— Provided records —
━━━━━━━━━━━━━━━━━━━━━━━━━━━━━━
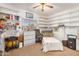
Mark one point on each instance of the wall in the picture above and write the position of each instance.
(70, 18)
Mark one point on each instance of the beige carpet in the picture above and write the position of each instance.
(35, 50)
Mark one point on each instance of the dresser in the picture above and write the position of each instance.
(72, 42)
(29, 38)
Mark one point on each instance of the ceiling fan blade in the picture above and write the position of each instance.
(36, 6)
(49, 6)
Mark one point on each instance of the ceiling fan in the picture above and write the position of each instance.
━━━━━━━━━━━━━━━━━━━━━━━━━━━━━━
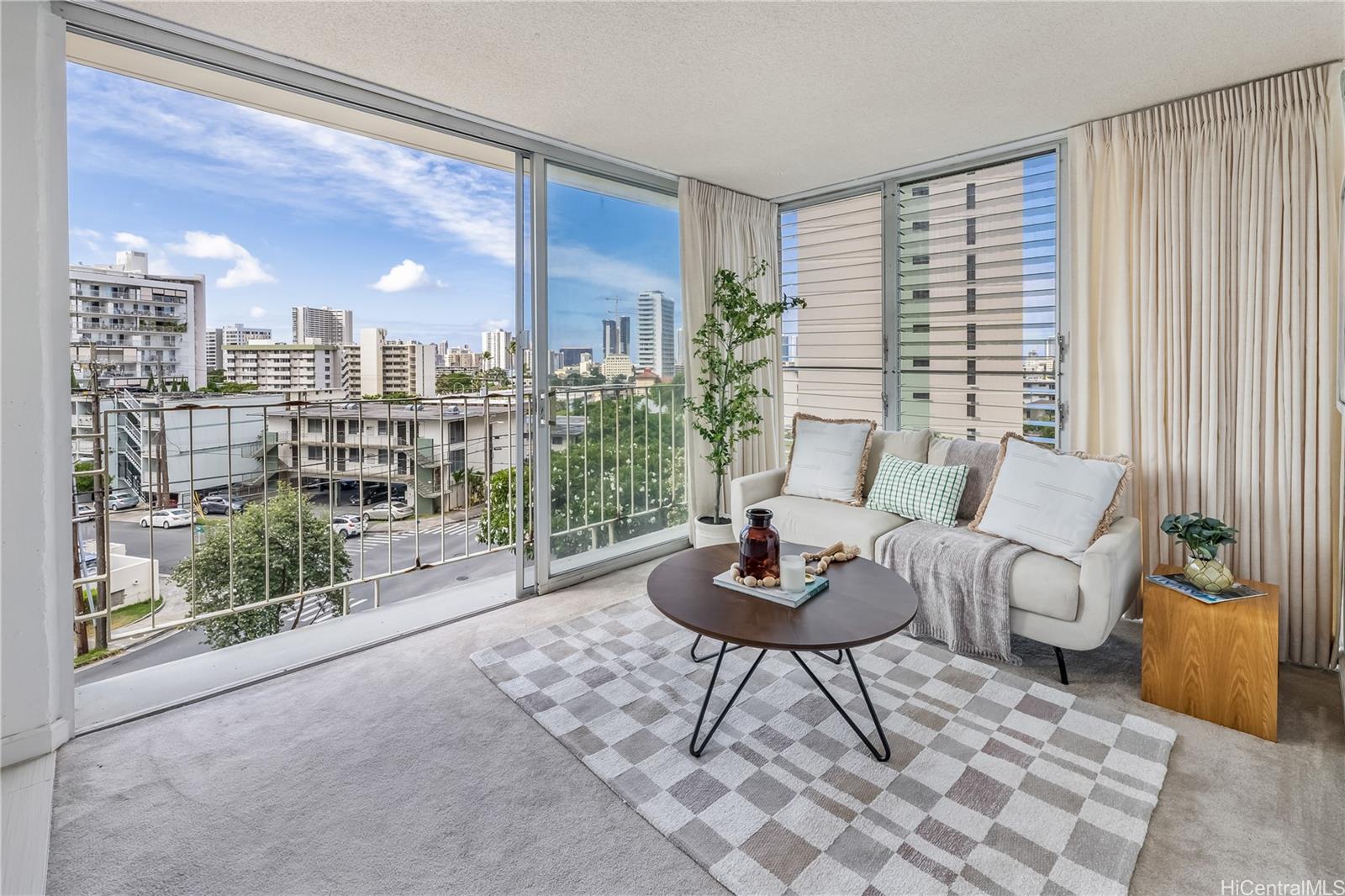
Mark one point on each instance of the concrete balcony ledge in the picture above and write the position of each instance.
━━━━━━━━━━━━━━━━━━━━━━━━━━━━━━
— Exercise brief —
Pick out every line in the listing above that contains the string "ceiling", matching case exactly, and copy each one.

— Written solution —
Mark one point on each instance of the ceiling fan blade in the picture above and write the position of each instance.
Mark one point on each instance of the ceiling fan in the picture above and write the position of each instance.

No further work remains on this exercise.